BRONTEKST:
***

Onder omstandigheden is denkbaar dat, indien een kind opzettelijk in de feitelijke macht van degene die hem mishandelt wordt gebracht of gelaten door degene die (mede) verplicht is tot zijn onderhoud, verpleging of verzorging - in de zin van de wet - en die van de mishandeling kennis draagt, de delictsomschrijving van artikel 255 Sr wordt vervuld.
Ten aanzien van de kinderen [slachtoffer 1] en [slachtoffer 2] zijn in het dossier geen respectievelijk onvoldoende bewijsmiddelen voorhanden die kunnen bijdragen aan een bewezenverklaring van het te hunner aanzien aan de verdachte ten laste gelegde feit.
Ten aanzien van [slachtoffer 3] blijkt uit het dossier van voldoende aanwijzingen dat zij - in de ten laste gelegde periode - door haar vader een aantal malen is mishandeld met, soms aanzienlijk, letsel ten gevolge. De mishandelingen vonden steeds plaats gedurende de periode dat de verdachte - moeder van het slachtoffer - naar haar werk of school was. Aan de verdachte is dat letsel niet ontgaan doch haar echtgenoot daarover om opheldering gevraagd hebbende, liet zij zich steeds wijsmaken dat een en ander het gevolg was van 'fysieke pesterijen' door een of meer andere kinderen op het schoolplein dan wel van allerdaagse 'ongelukjes' zoals tegen de tafel aan lopen of vallen. De verdachte heeft steeds met deze verklaringen genoegen genomen hoewel er voor haar ook aanwijzingen waren dat de opgegeven reden van verwonding van haar kind zich niet had voorgedaan, zoals de waarschuwing van haar moeder in oktober 2003.

***

GESELECTEERDE REGELS:
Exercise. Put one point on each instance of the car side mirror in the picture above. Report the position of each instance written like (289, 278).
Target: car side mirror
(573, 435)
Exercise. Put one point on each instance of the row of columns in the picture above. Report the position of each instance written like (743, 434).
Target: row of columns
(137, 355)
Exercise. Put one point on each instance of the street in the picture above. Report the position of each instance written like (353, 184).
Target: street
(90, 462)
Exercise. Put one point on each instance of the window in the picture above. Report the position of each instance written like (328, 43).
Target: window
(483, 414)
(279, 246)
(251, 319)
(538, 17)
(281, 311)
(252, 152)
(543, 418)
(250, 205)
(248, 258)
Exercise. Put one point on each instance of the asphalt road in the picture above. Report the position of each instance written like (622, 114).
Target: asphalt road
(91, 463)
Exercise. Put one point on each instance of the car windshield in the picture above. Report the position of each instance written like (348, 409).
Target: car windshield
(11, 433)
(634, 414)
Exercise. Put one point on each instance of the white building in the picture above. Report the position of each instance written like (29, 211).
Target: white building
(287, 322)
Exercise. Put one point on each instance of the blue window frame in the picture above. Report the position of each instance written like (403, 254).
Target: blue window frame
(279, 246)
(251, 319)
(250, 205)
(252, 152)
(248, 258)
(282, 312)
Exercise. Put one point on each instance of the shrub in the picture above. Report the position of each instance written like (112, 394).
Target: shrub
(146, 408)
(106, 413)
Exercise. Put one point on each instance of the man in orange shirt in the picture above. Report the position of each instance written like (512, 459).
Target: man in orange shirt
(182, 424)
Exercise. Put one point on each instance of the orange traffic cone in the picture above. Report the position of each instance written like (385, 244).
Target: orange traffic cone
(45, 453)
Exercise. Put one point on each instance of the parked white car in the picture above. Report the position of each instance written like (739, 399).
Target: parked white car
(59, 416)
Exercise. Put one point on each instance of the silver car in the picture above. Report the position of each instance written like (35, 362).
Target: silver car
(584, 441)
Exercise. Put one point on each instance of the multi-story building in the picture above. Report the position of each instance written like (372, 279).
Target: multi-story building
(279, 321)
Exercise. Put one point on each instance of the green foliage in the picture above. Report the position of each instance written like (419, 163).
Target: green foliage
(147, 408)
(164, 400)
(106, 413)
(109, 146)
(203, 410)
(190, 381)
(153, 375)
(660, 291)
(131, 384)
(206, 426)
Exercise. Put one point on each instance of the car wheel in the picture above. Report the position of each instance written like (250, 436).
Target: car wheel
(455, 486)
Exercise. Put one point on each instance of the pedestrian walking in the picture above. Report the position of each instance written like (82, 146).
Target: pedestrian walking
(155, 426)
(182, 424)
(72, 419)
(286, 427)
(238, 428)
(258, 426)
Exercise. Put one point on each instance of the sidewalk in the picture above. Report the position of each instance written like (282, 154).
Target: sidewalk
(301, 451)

***

OPDRACHT:
Wanneer vonden de mishandelingen van [slachtoffer 3] volgens de brontekst steeds plaats?

ANTWOORD:
Steeds in de periode dat de verdachte naar haar werk of school was.